ABOUT THIS TASK:
An exact copy of all the entries is what is needed here.

====

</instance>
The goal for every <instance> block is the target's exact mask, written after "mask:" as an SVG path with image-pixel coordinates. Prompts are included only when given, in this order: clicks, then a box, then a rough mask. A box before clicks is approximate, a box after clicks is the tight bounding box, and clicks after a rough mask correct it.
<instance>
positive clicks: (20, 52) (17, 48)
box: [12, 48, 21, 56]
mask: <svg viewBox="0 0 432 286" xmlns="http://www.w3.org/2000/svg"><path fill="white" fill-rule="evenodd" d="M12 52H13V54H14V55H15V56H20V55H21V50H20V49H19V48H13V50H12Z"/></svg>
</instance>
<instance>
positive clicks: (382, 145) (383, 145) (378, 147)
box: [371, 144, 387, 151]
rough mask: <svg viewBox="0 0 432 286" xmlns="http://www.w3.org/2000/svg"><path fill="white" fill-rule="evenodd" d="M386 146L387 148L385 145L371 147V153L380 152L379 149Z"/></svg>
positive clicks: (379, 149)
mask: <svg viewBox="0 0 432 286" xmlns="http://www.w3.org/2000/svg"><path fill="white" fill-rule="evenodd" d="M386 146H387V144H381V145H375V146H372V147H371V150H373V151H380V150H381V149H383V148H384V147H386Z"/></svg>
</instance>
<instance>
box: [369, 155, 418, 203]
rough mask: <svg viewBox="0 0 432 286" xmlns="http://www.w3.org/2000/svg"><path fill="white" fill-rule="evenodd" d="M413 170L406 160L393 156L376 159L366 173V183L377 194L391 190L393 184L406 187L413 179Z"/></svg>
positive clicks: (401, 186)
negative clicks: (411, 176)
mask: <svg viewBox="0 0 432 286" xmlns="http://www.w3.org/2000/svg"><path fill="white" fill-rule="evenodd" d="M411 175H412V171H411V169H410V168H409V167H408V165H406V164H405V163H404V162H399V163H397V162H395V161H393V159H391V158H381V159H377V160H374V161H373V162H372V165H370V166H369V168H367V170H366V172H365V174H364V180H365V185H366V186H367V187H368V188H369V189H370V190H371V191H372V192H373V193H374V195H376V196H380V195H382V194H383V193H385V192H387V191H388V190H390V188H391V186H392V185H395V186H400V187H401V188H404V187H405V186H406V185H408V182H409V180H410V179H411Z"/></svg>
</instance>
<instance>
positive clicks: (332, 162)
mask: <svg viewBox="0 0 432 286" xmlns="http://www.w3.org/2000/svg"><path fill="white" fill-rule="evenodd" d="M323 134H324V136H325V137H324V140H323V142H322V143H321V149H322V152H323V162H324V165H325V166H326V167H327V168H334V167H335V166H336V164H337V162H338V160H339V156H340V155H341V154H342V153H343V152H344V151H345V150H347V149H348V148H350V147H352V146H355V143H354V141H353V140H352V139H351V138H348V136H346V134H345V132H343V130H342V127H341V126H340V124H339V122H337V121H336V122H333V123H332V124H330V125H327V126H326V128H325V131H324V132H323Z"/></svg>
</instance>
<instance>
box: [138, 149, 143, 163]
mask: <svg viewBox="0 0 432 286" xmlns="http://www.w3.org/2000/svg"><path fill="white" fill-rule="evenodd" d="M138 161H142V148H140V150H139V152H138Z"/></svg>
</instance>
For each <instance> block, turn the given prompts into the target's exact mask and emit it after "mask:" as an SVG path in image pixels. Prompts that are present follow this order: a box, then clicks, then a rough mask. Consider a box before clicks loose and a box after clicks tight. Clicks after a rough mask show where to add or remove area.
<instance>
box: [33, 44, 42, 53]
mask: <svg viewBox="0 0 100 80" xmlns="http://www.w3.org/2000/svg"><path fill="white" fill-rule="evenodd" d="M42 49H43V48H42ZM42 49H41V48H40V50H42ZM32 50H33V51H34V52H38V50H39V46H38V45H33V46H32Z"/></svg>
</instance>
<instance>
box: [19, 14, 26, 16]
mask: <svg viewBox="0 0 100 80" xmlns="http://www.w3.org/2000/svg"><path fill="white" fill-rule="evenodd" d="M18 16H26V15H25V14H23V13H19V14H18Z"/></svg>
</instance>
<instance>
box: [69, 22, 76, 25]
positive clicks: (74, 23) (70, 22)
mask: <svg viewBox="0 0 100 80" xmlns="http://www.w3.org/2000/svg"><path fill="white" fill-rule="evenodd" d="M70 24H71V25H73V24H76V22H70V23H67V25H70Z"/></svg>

====

EXERCISE RESPONSE:
</instance>
The goal for every <instance> block is the target's exact mask, written after "mask:" as an SVG path with image-pixel coordinates. Prompts are included only when given, in this order: clicks, then a box, then a rough mask. A box before clicks is approximate, a box after clicks is the tight bounding box, and clicks after a rough mask correct it.
<instance>
positive clicks: (20, 52) (17, 48)
box: [12, 48, 21, 56]
mask: <svg viewBox="0 0 432 286" xmlns="http://www.w3.org/2000/svg"><path fill="white" fill-rule="evenodd" d="M12 52H13V54H14V55H15V56H20V55H21V50H20V49H19V48H13V50H12Z"/></svg>
</instance>
<instance>
positive clicks: (382, 145) (383, 145) (378, 147)
box: [371, 144, 387, 151]
rough mask: <svg viewBox="0 0 432 286" xmlns="http://www.w3.org/2000/svg"><path fill="white" fill-rule="evenodd" d="M386 146L387 148L385 145L371 147V153L380 152L379 149Z"/></svg>
positive clicks: (379, 149)
mask: <svg viewBox="0 0 432 286" xmlns="http://www.w3.org/2000/svg"><path fill="white" fill-rule="evenodd" d="M386 146H387V144H381V145H375V146H372V147H371V150H373V151H380V150H381V149H383V148H384V147H386Z"/></svg>
</instance>
<instance>
box: [369, 155, 418, 203]
rough mask: <svg viewBox="0 0 432 286" xmlns="http://www.w3.org/2000/svg"><path fill="white" fill-rule="evenodd" d="M413 170L406 160L393 156L376 159L366 173V183L377 194L391 190L393 184L406 187L413 179Z"/></svg>
positive clicks: (401, 186)
negative clicks: (411, 176)
mask: <svg viewBox="0 0 432 286" xmlns="http://www.w3.org/2000/svg"><path fill="white" fill-rule="evenodd" d="M411 175H412V171H411V169H410V168H409V167H408V165H406V164H405V163H404V162H399V163H397V162H395V161H393V159H391V158H381V159H377V160H374V161H373V162H372V165H370V166H369V168H367V170H366V172H365V174H364V180H365V185H366V186H367V187H368V188H369V189H370V190H371V191H372V192H373V193H374V195H376V196H380V195H382V194H383V193H385V192H387V191H388V190H390V188H391V186H392V185H395V186H400V187H401V188H404V187H405V186H406V185H408V182H409V180H410V179H411Z"/></svg>
</instance>
<instance>
positive clicks: (332, 162)
mask: <svg viewBox="0 0 432 286" xmlns="http://www.w3.org/2000/svg"><path fill="white" fill-rule="evenodd" d="M323 134H324V136H325V137H324V140H323V142H322V143H321V149H322V152H323V162H324V165H325V166H326V167H327V168H334V167H335V166H336V164H337V162H338V160H339V156H340V155H341V154H342V153H343V152H344V151H345V150H347V149H348V148H350V147H352V146H355V143H354V141H353V140H352V139H351V138H348V136H346V134H345V132H343V130H342V127H341V126H340V124H339V122H337V121H336V122H333V123H332V124H330V125H327V126H326V128H325V131H324V132H323Z"/></svg>
</instance>
<instance>
box: [138, 149, 143, 163]
mask: <svg viewBox="0 0 432 286" xmlns="http://www.w3.org/2000/svg"><path fill="white" fill-rule="evenodd" d="M138 161H142V148H140V150H139V152H138Z"/></svg>
</instance>
For each <instance> block, turn the given prompts into the target's exact mask and emit it after "mask:" as an SVG path in image pixels. Prompts that are present follow this order: a box, then clicks, then a rough mask. Consider a box before clicks loose and a box after clicks tight. Clicks after a rough mask show where to add or remove area.
<instance>
box: [33, 44, 42, 53]
mask: <svg viewBox="0 0 100 80" xmlns="http://www.w3.org/2000/svg"><path fill="white" fill-rule="evenodd" d="M42 49H43V48H42ZM42 49H41V48H40V50H42ZM32 50H33V51H34V52H38V50H39V46H38V45H33V46H32Z"/></svg>
</instance>
<instance>
box: [19, 14, 26, 16]
mask: <svg viewBox="0 0 100 80" xmlns="http://www.w3.org/2000/svg"><path fill="white" fill-rule="evenodd" d="M18 16H26V15H25V14H23V13H19V14H18Z"/></svg>
</instance>
<instance>
box: [69, 22, 76, 25]
positive clicks: (74, 23) (70, 22)
mask: <svg viewBox="0 0 100 80" xmlns="http://www.w3.org/2000/svg"><path fill="white" fill-rule="evenodd" d="M70 24H71V25H73V24H76V22H70V23H67V25H70Z"/></svg>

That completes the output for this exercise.